## BRIEF
Rewrite the material from the line containing "Please trace the outline of every instance of the **black bear" to the line containing "490 477 L 496" as a JSON list of strings, one string per line, leaving out blank lines.

[Boundary annotation records]
=====

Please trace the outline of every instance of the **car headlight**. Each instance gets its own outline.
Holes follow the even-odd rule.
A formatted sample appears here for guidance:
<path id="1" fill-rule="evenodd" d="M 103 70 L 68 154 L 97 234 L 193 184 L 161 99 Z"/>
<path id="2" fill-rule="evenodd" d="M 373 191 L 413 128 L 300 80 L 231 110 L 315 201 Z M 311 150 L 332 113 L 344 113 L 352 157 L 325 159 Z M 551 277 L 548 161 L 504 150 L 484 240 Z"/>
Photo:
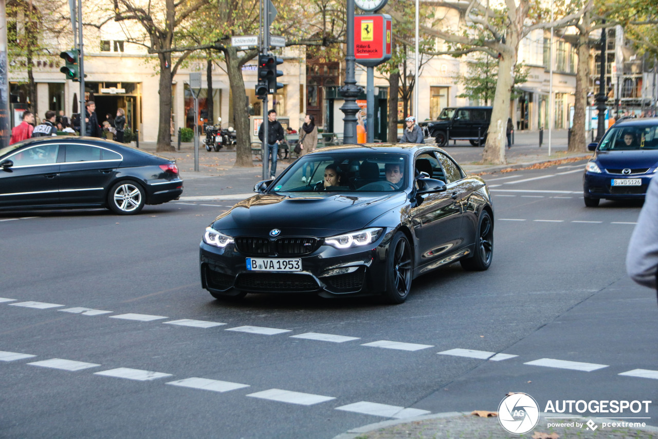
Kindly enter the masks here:
<path id="1" fill-rule="evenodd" d="M 364 229 L 359 231 L 330 237 L 325 239 L 324 242 L 336 249 L 358 247 L 362 245 L 372 244 L 377 241 L 377 238 L 379 237 L 379 235 L 381 233 L 382 229 L 380 227 Z"/>
<path id="2" fill-rule="evenodd" d="M 588 172 L 595 172 L 597 174 L 601 173 L 601 169 L 594 161 L 588 161 L 587 164 L 585 165 L 585 170 Z"/>
<path id="3" fill-rule="evenodd" d="M 227 245 L 233 243 L 233 238 L 217 231 L 213 227 L 206 227 L 205 233 L 203 234 L 203 242 L 209 245 L 223 249 Z"/>

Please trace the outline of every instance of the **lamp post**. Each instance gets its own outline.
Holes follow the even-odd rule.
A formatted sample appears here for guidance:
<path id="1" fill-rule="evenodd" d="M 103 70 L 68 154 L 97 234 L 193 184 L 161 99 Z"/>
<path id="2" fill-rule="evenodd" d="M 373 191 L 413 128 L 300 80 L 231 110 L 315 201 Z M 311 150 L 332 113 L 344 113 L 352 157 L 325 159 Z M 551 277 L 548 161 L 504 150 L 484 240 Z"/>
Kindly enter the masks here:
<path id="1" fill-rule="evenodd" d="M 605 24 L 605 20 L 603 20 L 603 24 Z M 605 36 L 607 30 L 605 27 L 601 29 L 601 72 L 599 76 L 599 92 L 596 94 L 596 102 L 598 105 L 596 109 L 599 110 L 599 126 L 596 131 L 596 141 L 599 142 L 605 133 L 605 110 L 607 105 L 605 102 L 608 100 L 605 94 L 605 65 L 607 63 L 607 58 L 605 55 Z"/>

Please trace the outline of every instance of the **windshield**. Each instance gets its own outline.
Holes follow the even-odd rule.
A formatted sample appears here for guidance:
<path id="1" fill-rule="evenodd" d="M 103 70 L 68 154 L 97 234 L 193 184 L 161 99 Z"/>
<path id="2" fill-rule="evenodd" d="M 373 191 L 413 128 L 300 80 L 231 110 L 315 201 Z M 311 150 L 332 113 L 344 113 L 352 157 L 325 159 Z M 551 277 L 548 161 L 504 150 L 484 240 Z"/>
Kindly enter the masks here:
<path id="1" fill-rule="evenodd" d="M 304 156 L 286 170 L 272 192 L 399 192 L 407 187 L 404 154 L 336 152 Z"/>
<path id="2" fill-rule="evenodd" d="M 439 117 L 436 118 L 438 121 L 449 121 L 452 119 L 452 116 L 455 114 L 454 108 L 444 108 L 441 110 L 441 113 Z"/>
<path id="3" fill-rule="evenodd" d="M 605 134 L 599 151 L 658 150 L 658 125 L 613 127 Z"/>

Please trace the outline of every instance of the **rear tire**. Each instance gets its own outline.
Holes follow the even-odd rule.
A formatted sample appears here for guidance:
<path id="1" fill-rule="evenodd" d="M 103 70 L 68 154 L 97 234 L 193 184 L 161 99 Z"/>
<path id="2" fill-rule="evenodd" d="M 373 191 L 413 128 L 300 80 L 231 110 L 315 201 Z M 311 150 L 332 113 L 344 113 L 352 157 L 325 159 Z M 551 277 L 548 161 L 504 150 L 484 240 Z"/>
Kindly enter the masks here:
<path id="1" fill-rule="evenodd" d="M 468 271 L 484 271 L 489 268 L 494 258 L 494 221 L 486 210 L 482 211 L 478 221 L 478 235 L 473 256 L 459 261 Z"/>
<path id="2" fill-rule="evenodd" d="M 583 200 L 585 200 L 585 206 L 587 207 L 596 207 L 601 201 L 601 198 L 592 198 L 588 196 L 584 197 Z"/>
<path id="3" fill-rule="evenodd" d="M 387 303 L 402 303 L 411 289 L 413 259 L 411 246 L 402 232 L 397 232 L 388 247 L 386 258 L 386 289 L 384 299 Z"/>

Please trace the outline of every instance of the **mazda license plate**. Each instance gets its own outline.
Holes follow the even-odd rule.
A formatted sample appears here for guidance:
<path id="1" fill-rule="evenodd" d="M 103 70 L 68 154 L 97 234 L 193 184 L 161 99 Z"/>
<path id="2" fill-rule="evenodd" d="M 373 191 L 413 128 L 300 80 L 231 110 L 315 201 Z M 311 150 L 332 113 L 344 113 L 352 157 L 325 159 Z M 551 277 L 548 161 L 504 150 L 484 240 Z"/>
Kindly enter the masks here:
<path id="1" fill-rule="evenodd" d="M 642 186 L 642 179 L 613 179 L 613 186 Z"/>
<path id="2" fill-rule="evenodd" d="M 301 259 L 247 258 L 247 270 L 259 272 L 301 272 Z"/>

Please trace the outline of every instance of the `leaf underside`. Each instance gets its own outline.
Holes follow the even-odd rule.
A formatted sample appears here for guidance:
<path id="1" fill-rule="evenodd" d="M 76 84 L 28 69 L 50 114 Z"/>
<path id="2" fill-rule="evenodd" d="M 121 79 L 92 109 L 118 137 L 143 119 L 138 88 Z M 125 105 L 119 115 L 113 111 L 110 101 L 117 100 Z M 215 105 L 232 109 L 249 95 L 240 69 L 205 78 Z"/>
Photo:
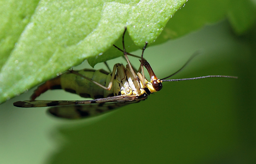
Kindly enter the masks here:
<path id="1" fill-rule="evenodd" d="M 130 52 L 227 15 L 238 34 L 255 23 L 255 6 L 249 0 L 190 1 L 172 17 L 186 1 L 0 1 L 0 103 L 85 59 L 93 66 L 122 55 L 112 45 L 121 47 L 124 27 Z"/>

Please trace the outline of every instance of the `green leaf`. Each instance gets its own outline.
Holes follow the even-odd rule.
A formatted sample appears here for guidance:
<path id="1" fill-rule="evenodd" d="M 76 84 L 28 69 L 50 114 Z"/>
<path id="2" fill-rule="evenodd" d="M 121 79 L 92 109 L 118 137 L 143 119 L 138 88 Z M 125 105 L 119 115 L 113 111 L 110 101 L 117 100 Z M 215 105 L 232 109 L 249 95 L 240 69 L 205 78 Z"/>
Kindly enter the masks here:
<path id="1" fill-rule="evenodd" d="M 256 20 L 250 0 L 194 0 L 184 8 L 186 0 L 38 2 L 0 0 L 0 102 L 85 59 L 94 66 L 122 55 L 112 45 L 121 47 L 125 26 L 130 52 L 226 18 L 243 34 Z"/>
<path id="2" fill-rule="evenodd" d="M 2 65 L 0 102 L 101 54 L 122 35 L 125 26 L 133 33 L 137 45 L 143 46 L 146 41 L 150 43 L 185 2 L 41 1 Z M 16 2 L 2 3 L 11 5 Z M 25 3 L 18 5 L 26 7 Z M 138 34 L 139 29 L 143 33 Z"/>

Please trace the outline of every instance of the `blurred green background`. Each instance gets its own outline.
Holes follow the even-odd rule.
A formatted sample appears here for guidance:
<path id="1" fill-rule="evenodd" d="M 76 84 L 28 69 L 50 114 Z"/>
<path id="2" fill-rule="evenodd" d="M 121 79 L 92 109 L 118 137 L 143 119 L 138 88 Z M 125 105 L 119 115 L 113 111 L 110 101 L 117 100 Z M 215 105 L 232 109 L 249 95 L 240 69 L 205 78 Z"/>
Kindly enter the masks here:
<path id="1" fill-rule="evenodd" d="M 174 79 L 238 79 L 166 82 L 145 101 L 84 120 L 56 119 L 46 114 L 47 108 L 12 106 L 28 99 L 34 89 L 9 100 L 0 106 L 0 163 L 255 163 L 255 31 L 237 36 L 224 20 L 145 52 L 159 78 L 199 50 Z M 125 63 L 121 58 L 109 63 L 118 62 Z M 88 66 L 83 65 L 79 67 Z M 81 99 L 64 93 L 50 91 L 39 99 Z"/>

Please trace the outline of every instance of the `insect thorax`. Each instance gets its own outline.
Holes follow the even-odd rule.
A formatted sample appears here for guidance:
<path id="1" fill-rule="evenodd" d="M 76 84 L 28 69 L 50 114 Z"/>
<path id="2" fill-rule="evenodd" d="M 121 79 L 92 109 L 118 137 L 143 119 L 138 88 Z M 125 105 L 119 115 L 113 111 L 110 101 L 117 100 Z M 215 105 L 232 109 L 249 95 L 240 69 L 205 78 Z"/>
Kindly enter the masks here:
<path id="1" fill-rule="evenodd" d="M 103 70 L 85 69 L 77 72 L 106 87 L 108 85 L 112 75 Z M 66 91 L 77 94 L 83 97 L 93 99 L 120 95 L 140 96 L 155 92 L 150 89 L 152 88 L 153 90 L 152 84 L 146 79 L 146 85 L 144 86 L 139 75 L 141 76 L 139 73 L 135 79 L 128 65 L 126 67 L 118 63 L 113 85 L 110 90 L 105 90 L 82 77 L 69 72 L 61 75 L 60 81 L 62 88 Z"/>

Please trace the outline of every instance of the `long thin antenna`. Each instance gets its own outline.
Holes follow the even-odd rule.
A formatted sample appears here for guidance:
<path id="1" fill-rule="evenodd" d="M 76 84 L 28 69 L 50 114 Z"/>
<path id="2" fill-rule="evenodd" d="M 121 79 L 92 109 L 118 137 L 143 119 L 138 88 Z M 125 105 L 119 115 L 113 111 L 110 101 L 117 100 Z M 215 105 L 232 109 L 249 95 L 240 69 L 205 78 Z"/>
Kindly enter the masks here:
<path id="1" fill-rule="evenodd" d="M 227 78 L 233 78 L 238 79 L 238 77 L 237 76 L 222 76 L 222 75 L 209 75 L 206 76 L 205 76 L 193 77 L 192 78 L 187 78 L 187 79 L 170 79 L 170 80 L 160 80 L 162 81 L 183 81 L 183 80 L 195 80 L 199 79 L 200 79 L 207 78 L 208 77 L 226 77 Z"/>
<path id="2" fill-rule="evenodd" d="M 179 70 L 178 70 L 178 71 L 176 71 L 173 74 L 171 74 L 171 75 L 170 76 L 168 76 L 167 77 L 166 77 L 162 79 L 161 79 L 161 80 L 164 80 L 164 79 L 165 79 L 167 78 L 169 78 L 169 77 L 173 76 L 173 75 L 176 74 L 177 73 L 179 72 L 180 71 L 181 71 L 182 69 L 183 69 L 184 67 L 185 67 L 186 66 L 186 65 L 187 65 L 187 64 L 191 61 L 191 60 L 192 60 L 192 59 L 193 58 L 194 58 L 195 56 L 196 56 L 197 55 L 198 55 L 199 54 L 200 54 L 200 51 L 197 51 L 196 52 L 195 52 L 195 53 L 194 53 L 194 54 L 191 56 L 190 56 L 190 58 L 188 59 L 188 60 L 187 60 L 187 62 L 186 62 L 186 63 L 182 66 L 182 67 L 181 67 L 181 68 Z"/>

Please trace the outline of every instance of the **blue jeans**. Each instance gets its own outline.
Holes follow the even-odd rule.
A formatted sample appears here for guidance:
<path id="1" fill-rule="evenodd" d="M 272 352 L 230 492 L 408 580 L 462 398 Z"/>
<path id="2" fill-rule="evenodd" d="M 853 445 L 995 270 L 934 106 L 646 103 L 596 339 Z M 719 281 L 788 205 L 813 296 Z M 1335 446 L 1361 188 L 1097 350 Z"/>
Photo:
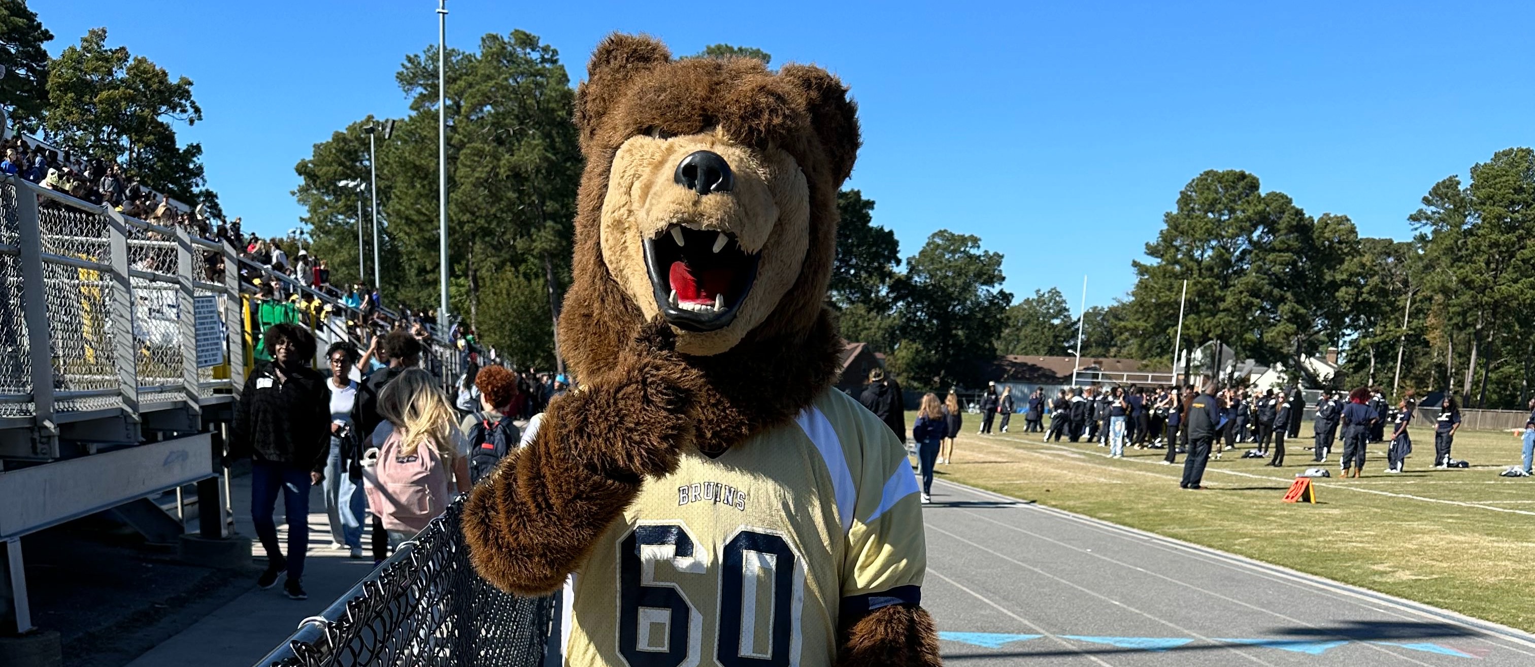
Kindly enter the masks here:
<path id="1" fill-rule="evenodd" d="M 1117 457 L 1124 454 L 1125 454 L 1125 419 L 1108 417 L 1108 455 Z"/>
<path id="2" fill-rule="evenodd" d="M 282 492 L 282 512 L 289 521 L 287 573 L 290 580 L 304 577 L 304 550 L 309 549 L 309 471 L 282 463 L 250 462 L 250 521 L 256 524 L 256 537 L 267 550 L 272 564 L 281 564 L 282 546 L 278 543 L 278 524 L 272 511 Z"/>
<path id="3" fill-rule="evenodd" d="M 938 448 L 942 443 L 942 439 L 933 439 L 916 448 L 916 462 L 923 469 L 923 494 L 933 492 L 933 466 L 938 463 Z"/>
<path id="4" fill-rule="evenodd" d="M 352 481 L 341 460 L 341 439 L 330 439 L 330 458 L 325 460 L 325 517 L 330 518 L 330 541 L 362 549 L 362 512 L 367 498 L 362 485 Z"/>
<path id="5" fill-rule="evenodd" d="M 1530 472 L 1532 455 L 1535 455 L 1535 428 L 1524 429 L 1524 472 Z"/>

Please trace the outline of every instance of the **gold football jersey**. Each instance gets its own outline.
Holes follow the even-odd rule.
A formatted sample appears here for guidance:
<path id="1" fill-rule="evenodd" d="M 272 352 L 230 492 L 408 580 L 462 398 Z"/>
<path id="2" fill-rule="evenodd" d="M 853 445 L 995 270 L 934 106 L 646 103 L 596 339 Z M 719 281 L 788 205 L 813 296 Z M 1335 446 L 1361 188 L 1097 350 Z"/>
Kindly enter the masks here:
<path id="1" fill-rule="evenodd" d="M 829 389 L 794 423 L 646 480 L 562 595 L 568 665 L 829 665 L 840 613 L 918 603 L 916 477 Z"/>

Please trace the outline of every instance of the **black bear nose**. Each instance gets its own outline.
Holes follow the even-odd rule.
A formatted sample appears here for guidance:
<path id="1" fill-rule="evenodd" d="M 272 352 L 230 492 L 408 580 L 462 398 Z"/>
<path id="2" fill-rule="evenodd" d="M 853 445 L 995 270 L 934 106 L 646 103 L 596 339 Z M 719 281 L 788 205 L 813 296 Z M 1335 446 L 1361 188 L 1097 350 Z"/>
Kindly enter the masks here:
<path id="1" fill-rule="evenodd" d="M 729 163 L 712 150 L 698 150 L 682 158 L 672 179 L 698 195 L 731 192 L 735 187 L 735 175 L 731 173 Z"/>

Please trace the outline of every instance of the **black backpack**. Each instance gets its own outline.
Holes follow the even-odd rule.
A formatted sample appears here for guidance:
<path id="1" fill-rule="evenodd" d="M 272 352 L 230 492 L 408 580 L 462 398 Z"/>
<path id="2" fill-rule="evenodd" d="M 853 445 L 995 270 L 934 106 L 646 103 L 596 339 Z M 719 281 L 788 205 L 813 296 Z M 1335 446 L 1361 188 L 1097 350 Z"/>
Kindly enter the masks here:
<path id="1" fill-rule="evenodd" d="M 490 477 L 496 465 L 511 452 L 511 417 L 491 422 L 480 412 L 474 412 L 474 426 L 470 428 L 470 483 Z"/>

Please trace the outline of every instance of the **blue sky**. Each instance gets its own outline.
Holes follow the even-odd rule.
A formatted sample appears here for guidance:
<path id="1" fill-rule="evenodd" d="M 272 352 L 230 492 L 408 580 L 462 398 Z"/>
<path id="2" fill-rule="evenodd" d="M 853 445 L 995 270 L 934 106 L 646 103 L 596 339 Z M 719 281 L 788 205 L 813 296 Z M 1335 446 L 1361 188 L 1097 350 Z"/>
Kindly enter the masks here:
<path id="1" fill-rule="evenodd" d="M 903 256 L 936 228 L 1005 255 L 1007 288 L 1076 307 L 1134 282 L 1177 190 L 1245 169 L 1306 212 L 1408 238 L 1440 178 L 1535 141 L 1535 3 L 510 3 L 450 0 L 448 41 L 520 28 L 573 80 L 611 31 L 675 54 L 726 41 L 812 61 L 860 103 L 850 187 Z M 32 0 L 57 54 L 92 26 L 195 81 L 210 186 L 247 228 L 301 209 L 293 164 L 367 113 L 436 43 L 436 2 Z M 385 166 L 387 169 L 387 166 Z M 434 178 L 424 175 L 427 178 Z"/>

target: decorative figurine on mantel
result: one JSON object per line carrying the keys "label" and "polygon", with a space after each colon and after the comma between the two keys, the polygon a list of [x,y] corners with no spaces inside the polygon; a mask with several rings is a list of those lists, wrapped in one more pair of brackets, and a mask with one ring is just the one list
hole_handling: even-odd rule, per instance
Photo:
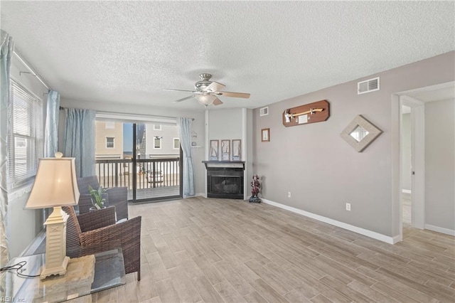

=====

## RESULT OF THIS EXERCISE
[
  "Please trace the outline of every instance of the **black bear nose**. Each instance gets its own outline.",
  "Holes follow the even-odd rule.",
  "A formatted sample appears here for guidance:",
  "<path id=\"1\" fill-rule=\"evenodd\" d=\"M 272 352 L 230 492 L 408 580 L 462 398 Z\"/>",
  "<path id=\"2\" fill-rule=\"evenodd\" d=\"M 853 445 L 995 270 L 934 106 L 646 103 L 596 339 Z M 719 281 L 788 205 L 813 296 Z M 1335 446 L 1361 188 L 1097 350 Z\"/>",
  "Kindly enter the masks here:",
  "<path id=\"1\" fill-rule=\"evenodd\" d=\"M 729 163 L 712 150 L 698 150 L 682 158 L 672 179 L 698 195 L 731 192 L 735 187 L 735 175 L 731 173 Z\"/>",
  "Please trace the outline of every instance of the **black backpack**. Each instance gets its own outline.",
  "Holes follow the even-odd rule.",
  "A formatted sample appears here for guidance:",
  "<path id=\"1\" fill-rule=\"evenodd\" d=\"M 272 352 L 230 492 L 408 580 L 462 398 Z\"/>",
  "<path id=\"2\" fill-rule=\"evenodd\" d=\"M 853 445 L 995 270 L 934 106 L 646 103 L 596 339 Z M 719 281 L 788 205 L 813 296 Z M 1335 446 L 1361 188 L 1097 350 Z\"/>",
  "Kindly enter the masks here:",
  "<path id=\"1\" fill-rule=\"evenodd\" d=\"M 490 477 L 496 465 L 511 452 L 511 417 L 491 422 L 480 412 L 474 412 L 474 426 L 470 428 L 470 483 Z\"/>"
]